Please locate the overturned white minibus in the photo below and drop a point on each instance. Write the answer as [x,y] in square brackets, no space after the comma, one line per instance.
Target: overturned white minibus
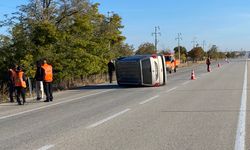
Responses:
[141,70]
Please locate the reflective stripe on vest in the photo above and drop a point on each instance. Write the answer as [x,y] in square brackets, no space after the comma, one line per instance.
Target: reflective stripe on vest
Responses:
[19,82]
[48,76]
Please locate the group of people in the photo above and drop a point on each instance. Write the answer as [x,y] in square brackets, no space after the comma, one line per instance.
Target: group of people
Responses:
[18,82]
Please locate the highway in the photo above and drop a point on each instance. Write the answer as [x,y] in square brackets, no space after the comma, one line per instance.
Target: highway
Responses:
[209,113]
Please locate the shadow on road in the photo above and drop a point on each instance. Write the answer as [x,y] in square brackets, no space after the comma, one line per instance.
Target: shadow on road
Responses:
[105,86]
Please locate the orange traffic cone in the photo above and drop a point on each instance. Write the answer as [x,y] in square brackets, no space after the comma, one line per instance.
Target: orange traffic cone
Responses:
[193,75]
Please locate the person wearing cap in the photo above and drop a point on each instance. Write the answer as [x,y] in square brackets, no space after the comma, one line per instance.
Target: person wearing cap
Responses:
[39,81]
[208,62]
[11,82]
[47,80]
[20,85]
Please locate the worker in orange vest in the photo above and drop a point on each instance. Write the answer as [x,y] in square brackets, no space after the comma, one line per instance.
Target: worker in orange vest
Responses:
[20,85]
[47,80]
[11,82]
[208,62]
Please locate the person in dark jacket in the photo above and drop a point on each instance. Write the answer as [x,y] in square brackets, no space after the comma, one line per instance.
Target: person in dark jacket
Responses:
[20,85]
[11,82]
[48,80]
[208,62]
[39,80]
[111,69]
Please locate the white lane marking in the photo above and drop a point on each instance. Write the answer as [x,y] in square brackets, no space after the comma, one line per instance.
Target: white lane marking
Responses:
[53,104]
[46,147]
[150,99]
[107,119]
[241,129]
[172,89]
[185,83]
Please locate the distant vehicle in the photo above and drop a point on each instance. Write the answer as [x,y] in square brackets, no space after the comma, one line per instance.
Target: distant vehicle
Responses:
[171,63]
[141,70]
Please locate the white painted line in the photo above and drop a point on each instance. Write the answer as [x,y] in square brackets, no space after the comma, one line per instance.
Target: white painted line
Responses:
[150,99]
[241,129]
[107,119]
[172,89]
[46,147]
[53,104]
[185,83]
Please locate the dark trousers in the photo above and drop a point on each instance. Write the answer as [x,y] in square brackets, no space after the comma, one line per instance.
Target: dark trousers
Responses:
[48,90]
[110,76]
[20,91]
[11,92]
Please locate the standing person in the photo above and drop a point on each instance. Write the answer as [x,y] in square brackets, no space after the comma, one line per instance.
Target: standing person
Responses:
[208,62]
[39,81]
[20,85]
[47,80]
[111,69]
[11,82]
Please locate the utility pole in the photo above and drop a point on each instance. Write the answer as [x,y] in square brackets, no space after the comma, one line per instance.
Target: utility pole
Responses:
[203,44]
[156,33]
[194,42]
[109,21]
[179,49]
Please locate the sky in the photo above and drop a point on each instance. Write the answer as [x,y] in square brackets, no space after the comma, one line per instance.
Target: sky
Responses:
[225,23]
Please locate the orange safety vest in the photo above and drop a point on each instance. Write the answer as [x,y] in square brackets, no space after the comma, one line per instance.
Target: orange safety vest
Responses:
[19,82]
[12,75]
[48,76]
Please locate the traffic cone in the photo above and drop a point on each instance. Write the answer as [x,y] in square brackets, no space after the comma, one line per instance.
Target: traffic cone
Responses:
[193,75]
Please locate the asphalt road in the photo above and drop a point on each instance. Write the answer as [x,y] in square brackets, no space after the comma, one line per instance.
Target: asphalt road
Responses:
[210,113]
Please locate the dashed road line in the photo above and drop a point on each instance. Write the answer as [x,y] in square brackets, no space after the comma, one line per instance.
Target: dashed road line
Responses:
[148,100]
[172,89]
[46,147]
[107,119]
[185,83]
[241,129]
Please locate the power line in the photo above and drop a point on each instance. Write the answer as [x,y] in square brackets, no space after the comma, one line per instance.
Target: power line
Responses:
[194,42]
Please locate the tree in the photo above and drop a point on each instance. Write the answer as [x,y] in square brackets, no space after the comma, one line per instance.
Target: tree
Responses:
[146,48]
[197,53]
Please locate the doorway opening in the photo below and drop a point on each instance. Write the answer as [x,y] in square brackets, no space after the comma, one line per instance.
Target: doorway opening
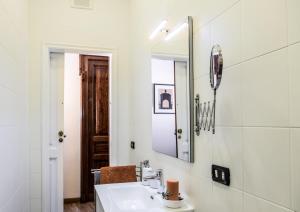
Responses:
[77,125]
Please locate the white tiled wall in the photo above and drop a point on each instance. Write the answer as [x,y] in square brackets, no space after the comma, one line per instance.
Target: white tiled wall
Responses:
[258,115]
[14,145]
[258,103]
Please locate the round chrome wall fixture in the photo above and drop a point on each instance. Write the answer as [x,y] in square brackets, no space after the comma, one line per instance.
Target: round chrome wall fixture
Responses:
[216,69]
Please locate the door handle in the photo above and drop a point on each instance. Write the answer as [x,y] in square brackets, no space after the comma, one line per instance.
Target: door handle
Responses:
[61,136]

++++++++

What is expected.
Rewrite the lines as a Markdown table with the columns No. and Line, starting at the line that contains "Please locate the doorway" and ending with the last line of the items. Leave out blank lines and the pictures.

Correct response.
| No. | Line |
|---|---|
| 1 | Please locate the doorway opening in the photo below and drop a point on each instance. Write the answer as [x,y] in square brackets, no space after the comma, one line per instance. |
| 2 | Target: doorway opening |
| 3 | Responses: |
| 4 | [77,125] |
| 5 | Please locate the white tiled wall in the photo above and drop a point on each instance. Write the answer as [x,y] in square brackets, no space after the comma, one line per instance. |
| 6 | Target: white tiled wall |
| 7 | Responses: |
| 8 | [258,115] |
| 9 | [14,145] |
| 10 | [258,103] |
| 11 | Please locate the round chrome wall fixture in the photo above and drop a point on each instance. Write the answer as [x,y] in square brackets, no space after the comma, one line per instance. |
| 12 | Target: round chrome wall fixture |
| 13 | Responses: |
| 14 | [216,69] |
| 15 | Please locate the door handle in the photo above and drop a point on each instance. Write the answer as [x,y] in square brackets, no space after the comma, one line per instance. |
| 16 | Target: door handle |
| 17 | Responses: |
| 18 | [61,136] |